◆ **Short exercise a**: Count the entries lines that contain the string "roof", treating case as significant, and give only the number.

◆ **Source passage**:
--- START ---

On Jan 25, 2008 3:43 AM,  <[hidden email]> wrote:

>
> IMO:
>
>
> Sorry for the inflamatory subject heading. I'm hoping to get a few bites
> with my fishing...
>
>
>
> I'm currently reviewing a high level government strategy paper (in draft)
> and intend submitting a formal response.
>
> I'd like to see some discussion on the subject by my respected colleagues
> prior to making the submission.
>
>
> The gist of the comment in the draft strategy is something like:
>
> "Open Source approaches to software development will be most effective if
> some form of central authority undertakes the role of verifying
> contributions and providing quality control."
>
>
>
>
> My initial reaction and response to this is something like:
>
> "This is a misreading of how Open Source works.
>
> Successful Open Source Projects typically have software of superior quality.
> This is usually due to there being many developers who have access to the
> software for QA purposes.

--- END ---

◆ **Items**:

--- START ---

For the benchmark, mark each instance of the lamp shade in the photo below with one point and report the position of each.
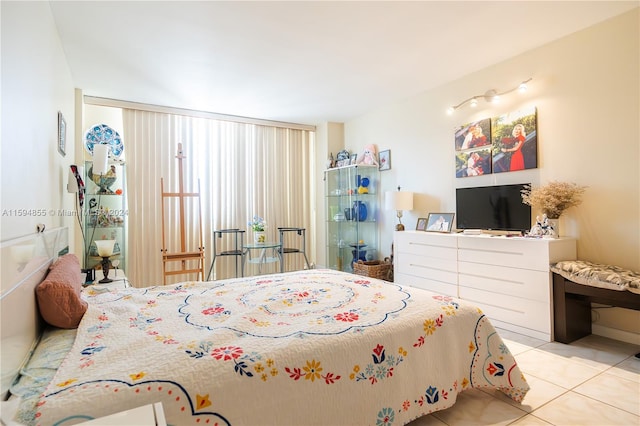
(399, 200)
(105, 247)
(100, 159)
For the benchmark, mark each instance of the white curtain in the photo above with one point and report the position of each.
(242, 169)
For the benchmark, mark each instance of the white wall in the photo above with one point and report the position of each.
(36, 84)
(586, 89)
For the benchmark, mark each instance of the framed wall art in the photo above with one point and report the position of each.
(440, 222)
(62, 134)
(515, 141)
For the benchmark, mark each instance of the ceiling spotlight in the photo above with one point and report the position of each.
(489, 96)
(523, 87)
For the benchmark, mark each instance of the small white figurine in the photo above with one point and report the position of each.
(369, 155)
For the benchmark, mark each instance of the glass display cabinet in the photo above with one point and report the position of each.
(352, 209)
(105, 214)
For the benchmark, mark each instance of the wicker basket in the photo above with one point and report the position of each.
(373, 269)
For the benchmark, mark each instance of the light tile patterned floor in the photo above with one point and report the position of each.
(593, 381)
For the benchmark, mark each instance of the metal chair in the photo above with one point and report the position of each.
(232, 246)
(300, 248)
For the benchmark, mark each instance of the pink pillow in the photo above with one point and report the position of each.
(58, 295)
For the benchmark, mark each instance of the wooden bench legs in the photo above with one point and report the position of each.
(572, 307)
(571, 313)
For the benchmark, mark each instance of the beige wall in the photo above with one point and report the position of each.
(586, 89)
(36, 84)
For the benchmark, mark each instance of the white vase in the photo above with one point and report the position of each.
(554, 224)
(259, 237)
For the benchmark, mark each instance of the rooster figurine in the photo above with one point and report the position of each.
(104, 181)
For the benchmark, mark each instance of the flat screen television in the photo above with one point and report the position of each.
(498, 207)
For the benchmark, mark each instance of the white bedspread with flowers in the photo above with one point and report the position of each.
(307, 347)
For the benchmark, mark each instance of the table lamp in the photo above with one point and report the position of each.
(399, 201)
(105, 250)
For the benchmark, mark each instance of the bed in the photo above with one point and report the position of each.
(306, 347)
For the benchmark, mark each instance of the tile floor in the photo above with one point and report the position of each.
(593, 381)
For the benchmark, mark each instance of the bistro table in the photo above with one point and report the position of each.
(263, 258)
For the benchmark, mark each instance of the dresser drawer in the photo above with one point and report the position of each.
(440, 287)
(440, 246)
(522, 283)
(528, 314)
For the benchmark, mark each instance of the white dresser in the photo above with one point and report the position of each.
(507, 277)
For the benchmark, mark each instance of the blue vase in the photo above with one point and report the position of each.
(359, 211)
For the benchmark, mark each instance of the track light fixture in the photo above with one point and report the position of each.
(489, 96)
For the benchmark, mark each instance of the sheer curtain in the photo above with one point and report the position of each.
(242, 169)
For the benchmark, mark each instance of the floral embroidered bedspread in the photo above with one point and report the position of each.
(308, 347)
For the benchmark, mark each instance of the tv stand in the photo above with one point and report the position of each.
(508, 277)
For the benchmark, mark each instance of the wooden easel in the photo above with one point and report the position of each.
(183, 256)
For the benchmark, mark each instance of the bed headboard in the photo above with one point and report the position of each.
(25, 262)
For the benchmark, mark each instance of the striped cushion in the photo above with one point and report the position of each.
(598, 275)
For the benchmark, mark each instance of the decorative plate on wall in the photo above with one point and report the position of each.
(103, 134)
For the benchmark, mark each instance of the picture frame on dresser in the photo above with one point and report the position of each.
(440, 222)
(421, 225)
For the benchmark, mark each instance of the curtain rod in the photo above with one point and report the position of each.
(115, 103)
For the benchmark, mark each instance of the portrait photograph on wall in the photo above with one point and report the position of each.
(473, 162)
(473, 135)
(514, 141)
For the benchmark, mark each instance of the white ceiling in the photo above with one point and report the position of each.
(301, 62)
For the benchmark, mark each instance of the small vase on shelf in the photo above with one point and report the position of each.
(259, 237)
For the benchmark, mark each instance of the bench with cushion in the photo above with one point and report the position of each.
(578, 283)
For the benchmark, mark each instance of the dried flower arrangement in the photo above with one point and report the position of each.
(554, 198)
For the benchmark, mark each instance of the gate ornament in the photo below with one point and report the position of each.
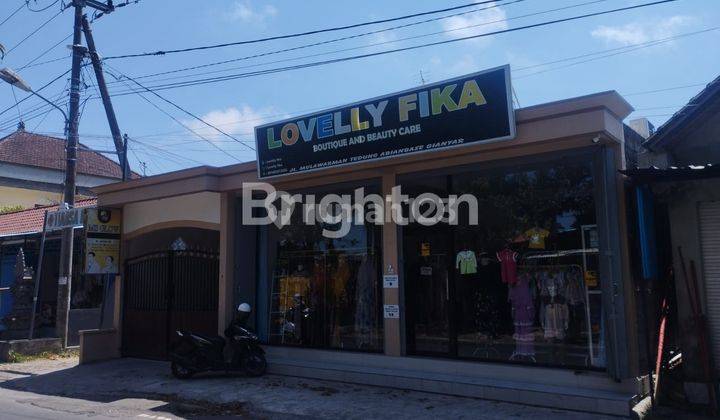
(178, 245)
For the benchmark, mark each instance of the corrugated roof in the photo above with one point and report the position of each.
(31, 220)
(673, 173)
(693, 109)
(24, 148)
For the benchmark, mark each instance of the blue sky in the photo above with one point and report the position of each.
(238, 105)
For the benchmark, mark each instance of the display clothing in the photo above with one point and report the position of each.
(365, 297)
(466, 262)
(289, 287)
(508, 265)
(339, 281)
(556, 320)
(575, 287)
(554, 314)
(523, 313)
(536, 237)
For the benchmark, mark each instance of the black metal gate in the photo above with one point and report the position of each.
(164, 292)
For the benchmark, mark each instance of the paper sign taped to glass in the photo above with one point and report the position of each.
(102, 255)
(104, 221)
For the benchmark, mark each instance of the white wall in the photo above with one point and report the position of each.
(200, 207)
(50, 176)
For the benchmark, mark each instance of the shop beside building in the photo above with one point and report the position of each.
(677, 189)
(21, 231)
(531, 301)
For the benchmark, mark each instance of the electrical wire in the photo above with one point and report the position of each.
(203, 81)
(300, 34)
(179, 122)
(646, 92)
(315, 44)
(36, 30)
(623, 50)
(37, 90)
(29, 63)
(13, 13)
(27, 3)
(182, 109)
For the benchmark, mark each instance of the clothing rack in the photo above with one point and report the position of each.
(587, 297)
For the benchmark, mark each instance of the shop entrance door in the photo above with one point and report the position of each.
(428, 291)
(164, 292)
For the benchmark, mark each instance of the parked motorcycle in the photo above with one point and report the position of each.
(195, 353)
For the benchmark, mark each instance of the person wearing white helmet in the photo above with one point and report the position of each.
(239, 321)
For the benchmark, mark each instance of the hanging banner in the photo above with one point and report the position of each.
(104, 221)
(65, 218)
(467, 110)
(102, 255)
(102, 240)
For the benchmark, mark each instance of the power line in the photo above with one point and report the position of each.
(35, 31)
(36, 90)
(315, 44)
(182, 109)
(13, 13)
(300, 34)
(178, 121)
(44, 52)
(381, 53)
(27, 3)
(618, 51)
(665, 89)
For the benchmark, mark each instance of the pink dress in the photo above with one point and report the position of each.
(523, 312)
(508, 265)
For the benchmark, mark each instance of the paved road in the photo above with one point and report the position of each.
(143, 389)
(26, 405)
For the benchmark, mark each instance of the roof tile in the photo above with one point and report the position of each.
(24, 148)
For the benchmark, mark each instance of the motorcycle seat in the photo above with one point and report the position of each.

--- END ---

◆ **Short exercise b**: List every word of two or more letters that appears entirely in capital letters in the email about Open Source.

◆ **Written response a**: 2

◆ **Written response b**:
AM
IMO
QA